- _REQUIRED WORK_
Copy each of the following items line for line, with no changes.

# Start of INFORMATION PROVIDED

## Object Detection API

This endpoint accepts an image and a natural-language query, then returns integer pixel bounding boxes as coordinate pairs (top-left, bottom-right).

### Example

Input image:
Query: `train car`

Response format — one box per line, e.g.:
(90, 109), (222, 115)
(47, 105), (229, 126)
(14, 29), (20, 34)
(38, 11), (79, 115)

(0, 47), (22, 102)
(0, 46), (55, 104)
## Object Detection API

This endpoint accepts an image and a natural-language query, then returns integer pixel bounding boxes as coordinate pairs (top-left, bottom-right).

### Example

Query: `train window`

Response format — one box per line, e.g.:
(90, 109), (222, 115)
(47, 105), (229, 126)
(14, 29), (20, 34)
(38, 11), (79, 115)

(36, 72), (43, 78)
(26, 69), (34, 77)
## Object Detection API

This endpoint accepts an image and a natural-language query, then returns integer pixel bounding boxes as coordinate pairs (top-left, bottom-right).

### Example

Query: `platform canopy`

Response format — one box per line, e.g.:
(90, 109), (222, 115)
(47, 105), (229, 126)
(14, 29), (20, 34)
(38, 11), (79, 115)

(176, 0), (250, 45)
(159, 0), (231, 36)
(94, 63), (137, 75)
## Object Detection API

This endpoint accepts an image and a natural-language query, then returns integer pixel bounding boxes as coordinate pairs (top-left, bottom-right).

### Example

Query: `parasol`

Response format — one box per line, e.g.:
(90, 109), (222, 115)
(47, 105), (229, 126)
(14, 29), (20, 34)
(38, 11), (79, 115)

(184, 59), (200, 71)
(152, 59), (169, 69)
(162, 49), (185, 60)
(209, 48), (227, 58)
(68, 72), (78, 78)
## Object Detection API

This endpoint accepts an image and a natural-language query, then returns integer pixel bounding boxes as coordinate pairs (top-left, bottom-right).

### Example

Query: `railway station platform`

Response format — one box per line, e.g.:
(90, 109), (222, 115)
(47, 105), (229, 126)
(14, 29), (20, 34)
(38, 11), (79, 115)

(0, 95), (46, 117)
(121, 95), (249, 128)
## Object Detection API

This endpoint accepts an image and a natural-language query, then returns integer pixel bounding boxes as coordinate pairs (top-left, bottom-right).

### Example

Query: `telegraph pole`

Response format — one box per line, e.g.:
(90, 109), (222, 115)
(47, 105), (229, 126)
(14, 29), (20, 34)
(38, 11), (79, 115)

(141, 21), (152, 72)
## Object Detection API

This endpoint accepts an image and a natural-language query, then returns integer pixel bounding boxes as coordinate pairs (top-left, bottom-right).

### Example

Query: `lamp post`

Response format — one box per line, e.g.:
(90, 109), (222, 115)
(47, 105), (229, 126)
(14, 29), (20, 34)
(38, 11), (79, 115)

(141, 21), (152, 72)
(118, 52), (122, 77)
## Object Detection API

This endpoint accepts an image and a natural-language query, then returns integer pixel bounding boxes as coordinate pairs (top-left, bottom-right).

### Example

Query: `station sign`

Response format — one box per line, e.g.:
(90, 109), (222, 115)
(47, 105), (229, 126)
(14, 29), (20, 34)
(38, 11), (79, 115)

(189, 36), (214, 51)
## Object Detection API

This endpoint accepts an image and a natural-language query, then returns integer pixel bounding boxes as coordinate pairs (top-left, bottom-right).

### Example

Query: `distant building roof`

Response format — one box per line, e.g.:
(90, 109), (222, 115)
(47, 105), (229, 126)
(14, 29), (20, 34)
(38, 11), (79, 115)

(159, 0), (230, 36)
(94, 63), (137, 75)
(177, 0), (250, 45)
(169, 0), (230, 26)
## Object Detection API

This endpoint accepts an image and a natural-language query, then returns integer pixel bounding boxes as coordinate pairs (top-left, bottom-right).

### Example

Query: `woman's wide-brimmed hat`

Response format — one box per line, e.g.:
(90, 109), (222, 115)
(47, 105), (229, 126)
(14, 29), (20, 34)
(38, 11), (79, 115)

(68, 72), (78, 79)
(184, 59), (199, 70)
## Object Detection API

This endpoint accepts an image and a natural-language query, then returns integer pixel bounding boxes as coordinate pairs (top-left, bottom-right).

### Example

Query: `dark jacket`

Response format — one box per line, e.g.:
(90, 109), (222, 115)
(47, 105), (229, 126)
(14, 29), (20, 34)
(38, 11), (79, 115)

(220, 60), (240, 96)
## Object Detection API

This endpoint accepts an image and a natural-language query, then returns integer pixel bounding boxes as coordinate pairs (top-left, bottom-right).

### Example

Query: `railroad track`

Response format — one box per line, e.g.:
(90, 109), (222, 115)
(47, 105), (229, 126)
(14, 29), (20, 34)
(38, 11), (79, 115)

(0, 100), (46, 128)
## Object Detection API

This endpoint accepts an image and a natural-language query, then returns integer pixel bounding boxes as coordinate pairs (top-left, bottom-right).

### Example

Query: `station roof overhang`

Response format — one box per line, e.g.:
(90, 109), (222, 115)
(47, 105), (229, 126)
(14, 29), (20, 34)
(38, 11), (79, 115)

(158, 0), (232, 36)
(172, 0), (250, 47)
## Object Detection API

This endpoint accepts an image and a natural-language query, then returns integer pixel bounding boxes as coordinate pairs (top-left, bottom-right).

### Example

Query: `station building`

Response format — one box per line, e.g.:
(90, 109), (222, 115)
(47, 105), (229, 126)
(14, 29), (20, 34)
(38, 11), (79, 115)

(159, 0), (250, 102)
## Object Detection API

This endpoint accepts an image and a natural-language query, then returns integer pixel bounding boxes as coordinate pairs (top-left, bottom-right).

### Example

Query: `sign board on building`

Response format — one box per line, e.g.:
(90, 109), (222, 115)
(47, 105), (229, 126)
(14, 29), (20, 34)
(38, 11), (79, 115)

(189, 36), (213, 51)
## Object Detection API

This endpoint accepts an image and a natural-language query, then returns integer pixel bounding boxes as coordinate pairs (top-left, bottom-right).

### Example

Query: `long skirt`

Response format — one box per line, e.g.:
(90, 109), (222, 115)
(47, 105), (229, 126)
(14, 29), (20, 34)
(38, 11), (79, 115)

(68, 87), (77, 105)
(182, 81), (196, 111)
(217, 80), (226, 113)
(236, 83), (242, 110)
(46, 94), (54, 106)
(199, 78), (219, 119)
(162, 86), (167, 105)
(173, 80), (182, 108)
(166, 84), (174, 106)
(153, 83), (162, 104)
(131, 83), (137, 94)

# End of INFORMATION PROVIDED

- _CORRECT RESULT_
## Object Detection API

This endpoint accepts an image and a natural-language query, then returns integer pixel bounding boxes as coordinate pairs (top-left, bottom-right).

### Example

Input image:
Query: `train car`

Response format — one box per line, e.g.:
(90, 109), (222, 115)
(47, 105), (229, 126)
(14, 29), (20, 34)
(38, 11), (79, 115)

(0, 47), (22, 102)
(0, 46), (55, 104)
## Object Detection API

This endpoint accepts an image and a natural-language query, then returns integer pixel bounding boxes as coordinate pairs (top-left, bottom-right).

### Example

Query: `train window`

Response format — one box per line, e.g.:
(90, 109), (222, 115)
(47, 105), (229, 126)
(14, 29), (20, 34)
(38, 11), (79, 115)

(36, 72), (43, 78)
(26, 69), (34, 77)
## Object Detection API

This endpoint accepts an image and a natural-language query, then returns integer pixel bounding boxes as coordinate pairs (top-left, bottom-right).

### Example

Query: `platform canopy`

Response format — one box per line, e.g.:
(90, 109), (222, 115)
(47, 105), (229, 126)
(14, 29), (20, 34)
(38, 11), (79, 115)

(176, 0), (250, 45)
(159, 0), (231, 36)
(94, 63), (137, 75)
## Object Detection API

This endpoint accepts an image and a natural-language query, then returns integer pixel bounding boxes as coordinate pairs (top-left, bottom-right).

### Example

Query: `parasol`

Response format — one box per line, e.g.:
(90, 109), (222, 115)
(47, 105), (229, 126)
(14, 29), (20, 34)
(38, 11), (79, 115)

(184, 59), (200, 71)
(152, 59), (169, 69)
(162, 49), (185, 60)
(209, 48), (227, 58)
(68, 72), (78, 78)
## Object Detection API

This endpoint accepts an image and a natural-language query, then returns integer pixel bounding boxes as coordinate pairs (top-left, bottom-right).

### Example

Query: `railway station platform`

Response format — one box per line, e.g.:
(90, 109), (222, 115)
(47, 105), (229, 126)
(14, 29), (20, 34)
(38, 11), (79, 115)

(0, 95), (46, 117)
(121, 95), (249, 128)
## Object Detection API

This endpoint accepts an image and a natural-language query, then returns integer pixel bounding boxes as coordinate pairs (top-left, bottom-right).

### Example

Query: `telegraph pole`

Response format — one box per line, e.g.:
(90, 109), (222, 115)
(47, 105), (229, 126)
(14, 29), (20, 34)
(38, 11), (79, 115)

(141, 21), (152, 72)
## Object Detection API

This endpoint accepts an image and a natural-language query, then returns integer pixel bounding boxes as coordinate pairs (top-left, bottom-right).

### Example

Query: `lamp post`

Response format — one box per line, e.g.:
(90, 109), (222, 115)
(47, 105), (229, 126)
(14, 29), (20, 34)
(38, 11), (79, 115)

(141, 21), (152, 72)
(118, 52), (122, 77)
## Object Detection API

This endpoint accepts an image and a natural-language query, then returns integer pixel bounding boxes as coordinate pairs (top-left, bottom-right).

### Example

Query: `station sign`

Response format — one box per line, e.g.:
(90, 109), (222, 115)
(47, 105), (229, 126)
(14, 29), (20, 34)
(38, 11), (79, 115)

(189, 36), (214, 51)
## Object Detection API

This endpoint accepts an image and a natural-language query, then returns integer pixel bounding boxes as coordinate pairs (top-left, bottom-right).

### Example

Query: `distant building roof`

Response format — one box per line, e.g.:
(90, 109), (222, 115)
(47, 105), (229, 126)
(14, 29), (20, 34)
(38, 11), (79, 115)

(159, 0), (230, 36)
(94, 63), (137, 75)
(177, 0), (250, 45)
(169, 0), (230, 26)
## Object Detection API

This endpoint accepts an image and a natural-language query, then returns integer pixel bounding boxes as coordinate pairs (top-left, bottom-right).

### Example

Query: `woman's wide-brimmed hat`

Response format — one box per line, e.g.:
(90, 109), (222, 115)
(47, 105), (229, 126)
(14, 29), (20, 34)
(38, 11), (79, 115)

(68, 72), (78, 79)
(184, 59), (199, 70)
## Object Detection API

This endpoint accepts an image and a natural-language query, then returns integer pixel bounding boxes as coordinate pairs (top-left, bottom-right).

### Example

Query: `dark jacket`

Response format — one box per line, e.g.:
(90, 109), (222, 115)
(47, 105), (229, 126)
(14, 29), (20, 34)
(38, 11), (79, 115)

(220, 60), (240, 96)
## Object Detection API

This endpoint accepts an image and a natural-language query, then returns integer pixel bounding boxes as coordinate pairs (top-left, bottom-right).

### Example

Query: `railroad track`

Response format — one box per line, e.g.:
(90, 109), (222, 115)
(47, 105), (229, 126)
(14, 29), (20, 34)
(38, 11), (79, 115)

(0, 100), (46, 128)
## Object Detection API

This endpoint accepts an image and a natural-language query, then returns integer pixel bounding boxes as coordinate pairs (top-left, bottom-right).

### Example

Query: `station roof overhang`

Response format — one box per line, e.g.:
(90, 109), (222, 115)
(47, 105), (229, 126)
(14, 29), (20, 34)
(38, 11), (79, 115)

(158, 0), (232, 36)
(172, 0), (250, 47)
## Object Detection API

This endpoint accepts an image and a natural-language query, then returns integer pixel bounding boxes as coordinate pairs (top-left, bottom-right).

### Example

Query: `station building`

Response format — one box per line, e.g.:
(90, 109), (222, 115)
(47, 105), (229, 126)
(14, 29), (20, 34)
(38, 11), (79, 115)

(159, 0), (250, 102)
## Object Detection API

This endpoint accepts an image and a natural-language query, then returns integer pixel bounding boxes as coordinate pairs (top-left, bottom-right).

### Example

Query: `sign board on building`

Response format — one box per line, e.g.:
(90, 109), (222, 115)
(47, 105), (229, 126)
(14, 29), (20, 34)
(38, 11), (79, 115)

(189, 36), (213, 51)
## Object Detection API

This endpoint accepts an image and a natural-language query, then returns integer pixel bounding boxes as coordinate pairs (top-left, bottom-right).

### Example

Query: `long skirt`

Response format — one box per line, e.g.:
(90, 109), (222, 115)
(47, 105), (229, 126)
(14, 29), (20, 34)
(38, 11), (79, 115)

(68, 87), (77, 105)
(182, 81), (196, 111)
(217, 80), (226, 113)
(236, 83), (242, 110)
(46, 94), (54, 106)
(199, 78), (219, 119)
(162, 86), (167, 105)
(173, 80), (182, 108)
(166, 84), (174, 106)
(153, 83), (162, 104)
(131, 83), (137, 94)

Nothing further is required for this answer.